» **Selected text**
START

According to wikipedia, his dad was an economist.
Wow go figure, a person of the older generation complaining about us young whipper snappers complaining all the damn time. He might as well have said “get off my lawn”. The funny thing is, he’s complaining about a rotary phone. His grandpa could then apply the same line of thought and say ‘well in my day, rotary phones were a thing of the future!’. Another funny thing: Us young people will be the ones that will be supporting the ‘older’ generation because they decided to buy a condo in Miami rather than save up for retirement.
Boyd Durkin:
Hmm. Are you saying that pornography comes with sound, too? I wonder how they use it? ;-)
“Can you give it a second…it’s going to space!”
Just hysterical.
Yeah, I remember when we used to have to look through back issues of National Geographics to see pictures of boobs.
We had a black and white TV that was driven by vacuum tubes. Each tube had a heating element and some arcane mechanical device inside. Collectively, and without the aid of computers or software, these tubes were able to collect and reconstruct video and audio.
Wielding slide rules and watching ‘computer monitors’ that were actually just connected to cameras looking at documents, people were able to put men on the moon. If a catastrophe happened… like the oxygen tank on the spaceship constructed from metal, wires, switches, and relays and steered by looking at a stick stuck to the window exploded… these men were able to pull together and McGyver an air scrubber from what was available.
I tell people to git off my lawn all the time!
Doug Stanhope is quite libertarian
He’s also right about duck anuses.
Now I feel like shit for being such a depressing whiny-ass complainer.
Well I, for one, welcome the oncoming apocalypse. Apocalypses always get such a bad rap, probably from their constant negative portrayal. We’ve tried everything else; why not give the whole marauding-motorcycle-gangs thing a chance?
Huh, that’s actually not a bad campaign slogan. Have to shorten it — too hard to fit on a button.
Doug Stanhope is quite libertarian
Shame he isn’t very funny.
He’s right about the coins, though…having a pound coin rather than a pound bill was a lot better. Of course it doesn’t work here because the cotton industry has a lot of lobbyists and the cotton industry makes a lot of money off of selling cotton for bills, so the government will never abolish the dollar bill. Even though it would save millions per year.
Not me. I’d much rather carry a few grams of paper than several pounds of metal.
The only way you’d be carrying several pounds of metal is if you had a couple hundred dollars worth of coins…which would be your own damn fault for not turning them in for banknotes. :) They still have notes for 5, 10, 20, and 50 pounds. The only coins for pounds are for 1s and 2s.

END

» **Task statement**
Decide whether each statement agrees with the comment thread. For each, answer yes or no and quote the words from the thread that settle it.
1. One commenter had a black and white TV driven by vacuum tubes.
2. A commenter says there is no banknote for 5 pounds.
3. A commenter would rather carry metal coins than paper money.

» **Dataset records**
START

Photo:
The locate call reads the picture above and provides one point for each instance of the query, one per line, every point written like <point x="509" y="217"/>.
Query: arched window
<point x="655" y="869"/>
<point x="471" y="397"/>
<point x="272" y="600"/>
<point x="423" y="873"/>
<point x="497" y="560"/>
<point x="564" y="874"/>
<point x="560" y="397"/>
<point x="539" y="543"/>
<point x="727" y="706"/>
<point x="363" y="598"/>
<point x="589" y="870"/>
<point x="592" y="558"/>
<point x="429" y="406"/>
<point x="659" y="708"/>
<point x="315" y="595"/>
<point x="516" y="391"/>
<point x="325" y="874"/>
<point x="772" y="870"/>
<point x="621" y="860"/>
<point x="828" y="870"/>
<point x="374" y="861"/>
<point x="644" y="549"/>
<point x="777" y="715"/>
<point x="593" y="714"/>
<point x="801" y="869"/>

END

» **Solution to this problem**
1. Yes: "We had a black and white TV that was driven by vacuum tubes."
2. No: "They still have notes for 5, 10, 20, and 50 pounds."
3. No: "I’d much rather carry a few grams of paper than several pounds of metal."